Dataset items
— START —

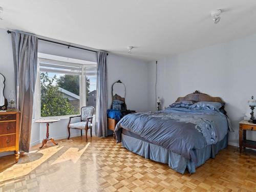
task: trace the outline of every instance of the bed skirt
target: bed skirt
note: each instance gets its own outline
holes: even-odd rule
[[[228,134],[216,144],[207,145],[197,150],[198,159],[195,164],[190,159],[185,159],[180,155],[172,152],[161,146],[122,134],[122,145],[128,150],[145,159],[168,164],[169,166],[183,174],[186,168],[190,173],[196,172],[196,168],[204,164],[210,158],[214,158],[218,152],[227,145]]]

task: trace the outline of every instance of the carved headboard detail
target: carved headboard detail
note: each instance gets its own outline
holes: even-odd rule
[[[179,97],[176,102],[183,101],[183,100],[188,100],[193,101],[195,102],[199,101],[212,101],[212,102],[219,102],[223,104],[225,104],[225,102],[220,97],[211,97],[209,95],[206,94],[205,93],[201,93],[198,91],[196,91],[193,93],[186,95],[185,97]]]
[[[225,102],[220,97],[211,97],[209,95],[205,93],[201,93],[198,91],[196,91],[193,93],[186,95],[185,97],[178,97],[176,102],[179,102],[183,100],[193,101],[194,102],[199,101],[211,101],[211,102],[219,102],[222,104],[222,106],[220,109],[225,115],[227,114],[227,112],[225,111],[224,105]]]

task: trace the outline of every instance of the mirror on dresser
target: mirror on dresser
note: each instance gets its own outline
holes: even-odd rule
[[[112,85],[112,109],[121,112],[126,110],[125,104],[126,88],[121,80],[118,80]]]
[[[0,110],[6,110],[7,109],[7,99],[5,97],[5,78],[3,74],[0,73]]]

— END —

Rewrite the items from the line with "task: trace the outline of every instance of the carved" through the end of the items, keeping every line, including the task lines. Scale each polygon vertex coordinate in the answers by 1.9, rounding to whole numbers with halves rounded up.

task: trace the outline of every instance of the carved headboard detail
target: carved headboard detail
note: each instance gets its own outline
holes: even-odd rule
[[[340,184],[334,194],[348,192],[348,190],[357,190],[367,192],[371,194],[378,192],[403,192],[403,194],[416,194],[424,198],[428,198],[428,194],[418,184],[401,184],[397,181],[391,179],[390,177],[382,177],[376,173],[372,173],[367,177],[353,181],[352,184]]]
[[[428,194],[418,184],[401,184],[397,181],[390,177],[382,177],[376,173],[372,173],[367,177],[353,181],[352,184],[338,184],[334,194],[340,194],[348,190],[367,192],[369,194],[378,192],[401,192],[401,194],[416,194],[422,198],[422,201],[418,207],[428,219],[431,217],[431,213],[428,211],[426,200]]]

task: trace the outline of every instance of the mirror on dresser
target: mirror on dresser
note: each instance gets its own outline
holes: even-odd rule
[[[213,162],[213,207],[230,213],[239,209],[238,198],[239,167],[230,152],[224,152]]]
[[[0,209],[11,209],[13,207],[13,188],[10,184],[10,148],[6,141],[0,139]]]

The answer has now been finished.